------ INPUT ROWS ------
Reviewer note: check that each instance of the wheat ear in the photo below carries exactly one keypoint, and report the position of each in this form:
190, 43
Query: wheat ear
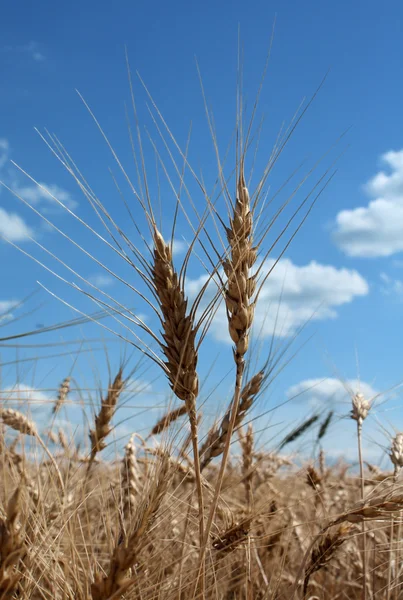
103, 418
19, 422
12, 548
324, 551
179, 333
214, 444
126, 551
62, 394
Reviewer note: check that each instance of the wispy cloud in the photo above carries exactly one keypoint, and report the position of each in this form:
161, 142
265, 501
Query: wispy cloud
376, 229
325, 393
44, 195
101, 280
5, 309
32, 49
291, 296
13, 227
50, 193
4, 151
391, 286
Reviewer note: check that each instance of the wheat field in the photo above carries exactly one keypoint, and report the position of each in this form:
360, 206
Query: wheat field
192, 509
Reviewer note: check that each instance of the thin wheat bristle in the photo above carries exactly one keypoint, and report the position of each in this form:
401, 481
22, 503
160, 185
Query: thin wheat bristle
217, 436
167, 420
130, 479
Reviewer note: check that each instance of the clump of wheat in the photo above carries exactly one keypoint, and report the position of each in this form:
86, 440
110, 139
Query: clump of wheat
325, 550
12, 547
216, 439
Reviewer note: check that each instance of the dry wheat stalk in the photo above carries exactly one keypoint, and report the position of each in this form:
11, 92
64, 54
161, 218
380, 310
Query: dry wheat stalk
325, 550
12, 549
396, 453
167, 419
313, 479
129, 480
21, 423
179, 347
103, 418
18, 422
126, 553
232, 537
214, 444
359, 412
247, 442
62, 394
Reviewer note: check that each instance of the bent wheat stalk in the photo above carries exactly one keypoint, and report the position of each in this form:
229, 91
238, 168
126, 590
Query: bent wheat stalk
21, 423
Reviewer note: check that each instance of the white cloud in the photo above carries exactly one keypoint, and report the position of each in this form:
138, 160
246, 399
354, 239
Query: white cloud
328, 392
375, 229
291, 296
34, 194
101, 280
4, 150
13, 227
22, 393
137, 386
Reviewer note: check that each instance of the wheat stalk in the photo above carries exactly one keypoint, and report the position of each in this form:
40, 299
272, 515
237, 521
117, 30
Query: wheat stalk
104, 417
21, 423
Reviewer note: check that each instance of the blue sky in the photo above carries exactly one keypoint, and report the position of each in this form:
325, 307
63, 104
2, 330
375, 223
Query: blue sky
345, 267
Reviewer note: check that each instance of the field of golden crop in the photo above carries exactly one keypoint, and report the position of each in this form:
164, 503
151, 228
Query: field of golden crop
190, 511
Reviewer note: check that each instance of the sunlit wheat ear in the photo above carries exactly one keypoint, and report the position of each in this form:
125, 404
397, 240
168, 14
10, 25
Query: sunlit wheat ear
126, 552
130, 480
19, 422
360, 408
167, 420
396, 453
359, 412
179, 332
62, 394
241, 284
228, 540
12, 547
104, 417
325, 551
------
------ INPUT ROWS ------
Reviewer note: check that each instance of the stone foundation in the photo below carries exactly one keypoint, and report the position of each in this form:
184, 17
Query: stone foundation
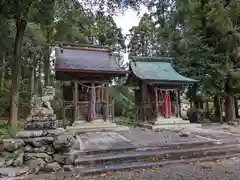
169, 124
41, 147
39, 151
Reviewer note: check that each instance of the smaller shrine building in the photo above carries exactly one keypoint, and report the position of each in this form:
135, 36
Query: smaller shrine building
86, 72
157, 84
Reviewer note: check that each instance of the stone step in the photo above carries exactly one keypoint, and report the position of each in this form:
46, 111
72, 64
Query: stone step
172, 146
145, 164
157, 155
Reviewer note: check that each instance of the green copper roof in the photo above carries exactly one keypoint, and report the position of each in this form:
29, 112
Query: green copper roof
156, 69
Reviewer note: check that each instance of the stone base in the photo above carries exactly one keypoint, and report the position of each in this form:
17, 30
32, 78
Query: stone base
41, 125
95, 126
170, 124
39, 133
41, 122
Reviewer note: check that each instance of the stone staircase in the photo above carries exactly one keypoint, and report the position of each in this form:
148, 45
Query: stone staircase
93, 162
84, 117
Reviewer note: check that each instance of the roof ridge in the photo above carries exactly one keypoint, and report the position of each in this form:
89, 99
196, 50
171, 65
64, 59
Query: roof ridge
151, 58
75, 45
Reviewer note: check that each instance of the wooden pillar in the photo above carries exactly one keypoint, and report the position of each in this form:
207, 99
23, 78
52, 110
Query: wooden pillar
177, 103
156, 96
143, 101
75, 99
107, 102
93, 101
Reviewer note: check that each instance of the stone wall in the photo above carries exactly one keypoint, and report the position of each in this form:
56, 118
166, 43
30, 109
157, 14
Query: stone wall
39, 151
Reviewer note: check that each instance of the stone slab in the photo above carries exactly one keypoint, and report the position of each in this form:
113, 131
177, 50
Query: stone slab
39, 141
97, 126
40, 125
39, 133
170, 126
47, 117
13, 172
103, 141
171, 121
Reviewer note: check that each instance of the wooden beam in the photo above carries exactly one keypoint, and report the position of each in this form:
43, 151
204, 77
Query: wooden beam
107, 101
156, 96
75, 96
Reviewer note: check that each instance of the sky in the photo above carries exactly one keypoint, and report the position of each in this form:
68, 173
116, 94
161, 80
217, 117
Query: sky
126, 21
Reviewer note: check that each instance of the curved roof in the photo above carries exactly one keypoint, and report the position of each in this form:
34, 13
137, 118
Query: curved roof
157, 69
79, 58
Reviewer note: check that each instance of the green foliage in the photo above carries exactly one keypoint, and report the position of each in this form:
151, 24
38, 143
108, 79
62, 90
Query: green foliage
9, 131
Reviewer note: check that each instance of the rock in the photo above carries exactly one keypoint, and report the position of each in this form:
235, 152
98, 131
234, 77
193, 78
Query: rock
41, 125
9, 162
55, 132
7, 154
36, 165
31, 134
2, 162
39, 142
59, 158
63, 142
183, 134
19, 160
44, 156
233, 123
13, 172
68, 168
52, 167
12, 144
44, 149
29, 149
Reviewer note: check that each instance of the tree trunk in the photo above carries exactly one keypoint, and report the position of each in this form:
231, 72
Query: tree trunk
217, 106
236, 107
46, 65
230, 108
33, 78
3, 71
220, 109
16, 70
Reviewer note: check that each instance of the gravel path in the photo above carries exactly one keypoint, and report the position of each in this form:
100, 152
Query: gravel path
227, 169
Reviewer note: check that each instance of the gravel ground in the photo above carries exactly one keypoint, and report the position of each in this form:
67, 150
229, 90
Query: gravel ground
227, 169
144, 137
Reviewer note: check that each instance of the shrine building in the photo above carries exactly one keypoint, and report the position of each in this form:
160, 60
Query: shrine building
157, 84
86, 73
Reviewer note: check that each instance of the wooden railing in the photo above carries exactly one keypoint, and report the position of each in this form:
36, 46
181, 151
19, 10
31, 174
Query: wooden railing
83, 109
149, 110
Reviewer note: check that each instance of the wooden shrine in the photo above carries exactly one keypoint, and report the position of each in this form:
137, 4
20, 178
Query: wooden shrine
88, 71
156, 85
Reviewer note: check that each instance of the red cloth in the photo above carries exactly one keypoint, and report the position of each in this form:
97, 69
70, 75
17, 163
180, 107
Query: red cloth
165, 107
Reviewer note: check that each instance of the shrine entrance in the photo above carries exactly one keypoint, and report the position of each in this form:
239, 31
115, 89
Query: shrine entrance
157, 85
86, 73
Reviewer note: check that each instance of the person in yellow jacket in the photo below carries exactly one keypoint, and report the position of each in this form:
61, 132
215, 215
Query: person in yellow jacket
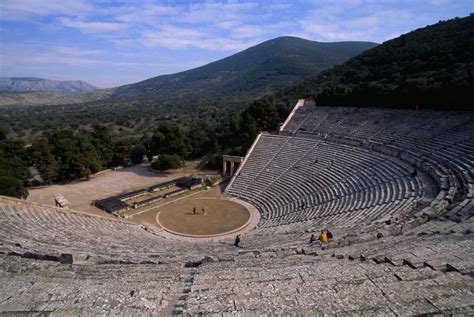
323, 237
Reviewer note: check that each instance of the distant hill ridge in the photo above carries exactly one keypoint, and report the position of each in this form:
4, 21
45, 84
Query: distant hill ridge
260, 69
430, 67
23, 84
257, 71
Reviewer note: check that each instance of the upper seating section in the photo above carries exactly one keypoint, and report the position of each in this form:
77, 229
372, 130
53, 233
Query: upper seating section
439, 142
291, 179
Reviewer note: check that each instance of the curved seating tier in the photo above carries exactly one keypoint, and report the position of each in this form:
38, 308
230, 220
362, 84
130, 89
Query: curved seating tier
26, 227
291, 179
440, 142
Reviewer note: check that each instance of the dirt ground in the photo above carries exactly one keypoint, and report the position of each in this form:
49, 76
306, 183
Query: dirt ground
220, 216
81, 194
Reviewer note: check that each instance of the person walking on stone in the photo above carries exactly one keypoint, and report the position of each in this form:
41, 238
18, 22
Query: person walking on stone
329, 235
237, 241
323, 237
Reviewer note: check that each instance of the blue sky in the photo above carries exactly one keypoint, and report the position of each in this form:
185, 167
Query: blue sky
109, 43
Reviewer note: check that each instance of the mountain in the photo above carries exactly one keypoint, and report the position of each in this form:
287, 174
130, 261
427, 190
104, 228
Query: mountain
------
------ INPUT ROWS ------
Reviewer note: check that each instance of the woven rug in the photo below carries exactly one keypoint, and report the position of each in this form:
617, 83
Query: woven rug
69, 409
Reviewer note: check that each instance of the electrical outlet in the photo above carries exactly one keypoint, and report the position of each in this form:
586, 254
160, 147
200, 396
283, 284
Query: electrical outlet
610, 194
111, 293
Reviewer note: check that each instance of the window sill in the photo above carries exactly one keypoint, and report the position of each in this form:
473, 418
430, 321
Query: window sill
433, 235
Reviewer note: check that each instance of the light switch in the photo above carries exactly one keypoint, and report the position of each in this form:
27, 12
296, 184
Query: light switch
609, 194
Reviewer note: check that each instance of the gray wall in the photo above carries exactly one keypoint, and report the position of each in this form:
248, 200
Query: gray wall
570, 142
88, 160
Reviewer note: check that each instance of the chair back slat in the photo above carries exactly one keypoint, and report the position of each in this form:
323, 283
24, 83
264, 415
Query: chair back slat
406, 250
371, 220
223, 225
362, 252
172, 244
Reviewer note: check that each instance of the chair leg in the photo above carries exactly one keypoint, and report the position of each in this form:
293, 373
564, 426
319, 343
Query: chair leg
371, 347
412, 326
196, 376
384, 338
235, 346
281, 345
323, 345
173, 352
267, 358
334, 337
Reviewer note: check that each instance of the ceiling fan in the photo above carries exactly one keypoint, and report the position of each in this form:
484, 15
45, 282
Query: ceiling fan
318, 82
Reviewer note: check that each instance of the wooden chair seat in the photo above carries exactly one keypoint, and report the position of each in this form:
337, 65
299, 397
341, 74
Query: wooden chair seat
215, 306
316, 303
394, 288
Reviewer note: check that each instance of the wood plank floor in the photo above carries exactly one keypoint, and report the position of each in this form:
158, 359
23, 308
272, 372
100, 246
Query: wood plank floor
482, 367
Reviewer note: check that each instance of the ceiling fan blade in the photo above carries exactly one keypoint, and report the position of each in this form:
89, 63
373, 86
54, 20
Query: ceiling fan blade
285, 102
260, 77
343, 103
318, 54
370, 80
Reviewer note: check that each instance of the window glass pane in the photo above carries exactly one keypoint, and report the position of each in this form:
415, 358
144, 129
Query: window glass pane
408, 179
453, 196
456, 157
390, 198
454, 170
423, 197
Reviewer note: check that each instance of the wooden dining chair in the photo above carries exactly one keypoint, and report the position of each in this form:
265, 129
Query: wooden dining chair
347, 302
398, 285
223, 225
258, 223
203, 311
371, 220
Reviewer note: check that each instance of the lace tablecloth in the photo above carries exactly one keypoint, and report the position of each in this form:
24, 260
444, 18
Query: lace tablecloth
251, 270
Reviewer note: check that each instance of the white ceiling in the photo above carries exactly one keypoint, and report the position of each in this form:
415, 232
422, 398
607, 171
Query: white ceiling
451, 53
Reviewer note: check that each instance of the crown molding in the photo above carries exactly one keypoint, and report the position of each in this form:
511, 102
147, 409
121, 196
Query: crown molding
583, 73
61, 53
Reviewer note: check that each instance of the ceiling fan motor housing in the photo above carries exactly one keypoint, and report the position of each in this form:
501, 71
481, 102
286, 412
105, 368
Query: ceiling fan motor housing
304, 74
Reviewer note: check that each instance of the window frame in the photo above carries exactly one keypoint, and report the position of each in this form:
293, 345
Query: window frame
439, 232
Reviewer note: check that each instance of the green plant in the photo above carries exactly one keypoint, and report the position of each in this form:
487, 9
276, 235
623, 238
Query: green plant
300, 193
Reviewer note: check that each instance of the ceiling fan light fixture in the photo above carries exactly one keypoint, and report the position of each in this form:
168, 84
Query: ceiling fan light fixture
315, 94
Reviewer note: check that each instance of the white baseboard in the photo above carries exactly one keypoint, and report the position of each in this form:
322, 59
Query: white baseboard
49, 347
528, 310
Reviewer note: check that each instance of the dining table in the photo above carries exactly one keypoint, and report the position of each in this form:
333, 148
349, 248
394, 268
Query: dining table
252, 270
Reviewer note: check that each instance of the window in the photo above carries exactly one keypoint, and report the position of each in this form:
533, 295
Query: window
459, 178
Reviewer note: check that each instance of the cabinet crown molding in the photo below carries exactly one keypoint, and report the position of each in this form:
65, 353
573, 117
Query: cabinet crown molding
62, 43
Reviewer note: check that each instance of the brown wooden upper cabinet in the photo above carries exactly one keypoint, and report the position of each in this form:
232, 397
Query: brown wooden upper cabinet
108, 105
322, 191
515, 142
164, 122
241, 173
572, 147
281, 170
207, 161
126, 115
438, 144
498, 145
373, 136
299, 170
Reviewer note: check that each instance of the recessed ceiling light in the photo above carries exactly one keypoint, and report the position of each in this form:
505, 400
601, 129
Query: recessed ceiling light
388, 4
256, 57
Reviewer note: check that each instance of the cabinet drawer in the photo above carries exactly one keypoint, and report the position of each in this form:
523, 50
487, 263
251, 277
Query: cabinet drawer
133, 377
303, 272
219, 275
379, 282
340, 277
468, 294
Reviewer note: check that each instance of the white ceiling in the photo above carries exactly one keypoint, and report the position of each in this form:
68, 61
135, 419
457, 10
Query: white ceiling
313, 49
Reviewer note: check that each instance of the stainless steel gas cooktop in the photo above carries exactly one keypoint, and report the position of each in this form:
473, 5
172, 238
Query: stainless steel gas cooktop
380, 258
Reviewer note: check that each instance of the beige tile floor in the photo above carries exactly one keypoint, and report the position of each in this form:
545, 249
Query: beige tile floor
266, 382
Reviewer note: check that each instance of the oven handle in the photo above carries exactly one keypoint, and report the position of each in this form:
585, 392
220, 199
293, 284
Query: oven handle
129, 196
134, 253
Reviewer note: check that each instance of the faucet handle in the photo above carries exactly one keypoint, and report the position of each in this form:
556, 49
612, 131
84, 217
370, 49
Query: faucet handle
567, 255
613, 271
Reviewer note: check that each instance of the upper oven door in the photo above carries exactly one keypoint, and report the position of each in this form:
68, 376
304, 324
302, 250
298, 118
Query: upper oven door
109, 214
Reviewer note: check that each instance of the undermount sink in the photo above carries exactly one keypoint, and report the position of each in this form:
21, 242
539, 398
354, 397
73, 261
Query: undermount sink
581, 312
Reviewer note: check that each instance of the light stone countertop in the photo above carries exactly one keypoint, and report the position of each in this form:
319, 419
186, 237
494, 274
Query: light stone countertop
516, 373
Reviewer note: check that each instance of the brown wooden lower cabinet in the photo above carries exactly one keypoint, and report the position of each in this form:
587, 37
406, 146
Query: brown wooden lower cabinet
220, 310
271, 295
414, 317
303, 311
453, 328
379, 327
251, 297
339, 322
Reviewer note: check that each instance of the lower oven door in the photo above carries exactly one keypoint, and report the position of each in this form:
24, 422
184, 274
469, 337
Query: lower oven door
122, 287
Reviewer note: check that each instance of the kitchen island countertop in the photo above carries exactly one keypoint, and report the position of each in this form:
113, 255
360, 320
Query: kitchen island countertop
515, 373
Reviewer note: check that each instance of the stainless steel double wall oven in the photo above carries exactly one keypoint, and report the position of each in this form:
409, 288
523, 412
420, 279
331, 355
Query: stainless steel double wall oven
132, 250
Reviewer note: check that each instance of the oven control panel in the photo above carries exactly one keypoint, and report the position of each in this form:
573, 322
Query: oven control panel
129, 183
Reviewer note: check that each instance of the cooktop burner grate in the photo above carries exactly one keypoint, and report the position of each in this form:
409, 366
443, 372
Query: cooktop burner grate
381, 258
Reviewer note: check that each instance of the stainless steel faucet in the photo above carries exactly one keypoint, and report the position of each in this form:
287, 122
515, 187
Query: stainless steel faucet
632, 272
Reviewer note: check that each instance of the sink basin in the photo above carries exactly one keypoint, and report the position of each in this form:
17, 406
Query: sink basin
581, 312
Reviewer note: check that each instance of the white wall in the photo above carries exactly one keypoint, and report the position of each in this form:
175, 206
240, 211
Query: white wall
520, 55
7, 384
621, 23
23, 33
------
-- WHAT YOU ARE ASKED TO DO --
State how many lines in the items above contain the string "thin", matching case exactly. Reply with the number alone.

-- EXERCISE SOLUTION --
2